• _Фрагмент текста_

============

Олег Макаренко (olegmakarenko.ru) wrote,
Олег Макаренко
olegmakarenko.ru

Categories:

Что не является экономической наукой, Павловская реформа и китайский путь для СССР



1. Ошибочность радикально левых псевдоэкономических течений убедительно доказала сама жизнь. Профессор-экономист Александр Скоробогатов пишет о том, что является экономической наукой, а что не является:

https://skorobogatov.livejournal.com/69890.html

Это учение не является ни научным, ни экономическим, представляя собой смесь философии и социологии. В нынешней классификации марксистов, считающих себя экономистами, относят к radical political economy – отстойнику, где собираются маргиналы от науки вроде плоскоземельников, геоцентристов, отрицателей эволюции и расширяющейся Вселенной, исследователей шаровой молнии и под.

============

• _Показанные строки_
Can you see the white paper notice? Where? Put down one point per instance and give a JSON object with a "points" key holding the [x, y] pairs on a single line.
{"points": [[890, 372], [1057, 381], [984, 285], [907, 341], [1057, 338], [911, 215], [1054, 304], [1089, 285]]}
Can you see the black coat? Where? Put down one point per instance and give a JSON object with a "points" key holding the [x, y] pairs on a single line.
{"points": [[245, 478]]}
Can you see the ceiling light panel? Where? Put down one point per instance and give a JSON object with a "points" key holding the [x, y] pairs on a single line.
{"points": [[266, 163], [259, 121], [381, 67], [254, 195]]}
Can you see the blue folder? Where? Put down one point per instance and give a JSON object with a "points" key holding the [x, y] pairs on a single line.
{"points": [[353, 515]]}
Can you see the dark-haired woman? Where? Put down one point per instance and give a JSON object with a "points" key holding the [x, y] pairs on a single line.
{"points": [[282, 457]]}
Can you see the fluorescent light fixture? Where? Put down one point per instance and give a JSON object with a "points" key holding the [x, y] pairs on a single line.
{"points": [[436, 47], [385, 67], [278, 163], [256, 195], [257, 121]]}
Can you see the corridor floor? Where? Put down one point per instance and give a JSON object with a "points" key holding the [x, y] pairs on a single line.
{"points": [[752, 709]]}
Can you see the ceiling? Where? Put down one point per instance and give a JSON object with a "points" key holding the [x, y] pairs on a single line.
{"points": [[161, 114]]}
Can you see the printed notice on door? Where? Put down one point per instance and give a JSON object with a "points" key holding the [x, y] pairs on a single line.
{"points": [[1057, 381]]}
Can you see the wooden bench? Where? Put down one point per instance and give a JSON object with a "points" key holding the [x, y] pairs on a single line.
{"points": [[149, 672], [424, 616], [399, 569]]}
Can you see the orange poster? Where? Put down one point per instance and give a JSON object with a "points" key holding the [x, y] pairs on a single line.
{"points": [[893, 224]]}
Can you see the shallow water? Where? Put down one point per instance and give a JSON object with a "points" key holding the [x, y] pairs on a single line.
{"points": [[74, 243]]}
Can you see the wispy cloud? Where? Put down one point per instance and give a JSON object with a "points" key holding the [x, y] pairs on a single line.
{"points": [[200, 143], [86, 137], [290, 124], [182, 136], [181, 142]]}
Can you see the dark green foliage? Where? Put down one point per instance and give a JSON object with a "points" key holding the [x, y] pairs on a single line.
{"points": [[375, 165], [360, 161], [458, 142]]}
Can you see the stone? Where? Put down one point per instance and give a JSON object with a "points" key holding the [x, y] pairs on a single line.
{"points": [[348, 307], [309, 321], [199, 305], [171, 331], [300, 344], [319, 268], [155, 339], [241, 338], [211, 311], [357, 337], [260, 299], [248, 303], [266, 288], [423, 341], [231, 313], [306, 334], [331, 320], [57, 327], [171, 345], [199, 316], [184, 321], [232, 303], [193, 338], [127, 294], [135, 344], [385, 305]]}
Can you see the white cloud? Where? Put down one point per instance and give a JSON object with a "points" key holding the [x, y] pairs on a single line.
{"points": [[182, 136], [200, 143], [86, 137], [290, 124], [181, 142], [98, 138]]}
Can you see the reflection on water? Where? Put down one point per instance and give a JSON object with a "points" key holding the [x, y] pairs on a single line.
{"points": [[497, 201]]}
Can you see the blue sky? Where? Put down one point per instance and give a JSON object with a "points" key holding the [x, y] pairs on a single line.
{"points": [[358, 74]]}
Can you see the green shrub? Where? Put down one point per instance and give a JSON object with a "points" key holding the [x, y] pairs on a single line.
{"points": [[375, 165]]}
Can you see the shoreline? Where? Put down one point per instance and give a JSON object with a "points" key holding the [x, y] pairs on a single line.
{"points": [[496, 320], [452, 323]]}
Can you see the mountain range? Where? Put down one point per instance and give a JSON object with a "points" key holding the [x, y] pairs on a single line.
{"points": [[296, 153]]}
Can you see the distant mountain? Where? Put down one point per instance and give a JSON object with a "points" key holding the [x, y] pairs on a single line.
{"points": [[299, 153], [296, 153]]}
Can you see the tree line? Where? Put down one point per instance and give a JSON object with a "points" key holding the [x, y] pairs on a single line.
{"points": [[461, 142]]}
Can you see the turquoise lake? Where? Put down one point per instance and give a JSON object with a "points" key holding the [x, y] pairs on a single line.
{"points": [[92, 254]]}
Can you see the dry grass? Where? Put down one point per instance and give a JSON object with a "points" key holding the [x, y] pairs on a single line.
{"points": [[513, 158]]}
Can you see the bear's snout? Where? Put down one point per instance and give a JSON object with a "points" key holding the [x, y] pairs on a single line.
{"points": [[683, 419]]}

============

• _Задание 1_
Выпишите из фрагмента текста дословно отрывок, начиная со слов «https://skorobogatov.livejournal.com/69890.html» и заканчивая словами «молнии и под.».
• _Задание 2_
К какому направлению, согласно фрагменту текста, в нынешней классификации относят марксистов, считающих себя экономистами?

• _Полное решение 1_
https://skorobogatov.livejournal.com/69890.html

Это учение не является ни научным, ни экономическим, представляя собой смесь философии и социологии. В нынешней классификации марксистов, считающих себя экономистами, относят к radical political economy – отстойнику, где собираются маргиналы от науки вроде плоскоземельников, геоцентристов, отрицателей эволюции и расширяющейся Вселенной, исследователей шаровой молнии и под.

• _Полное решение 2_
К radical political economy.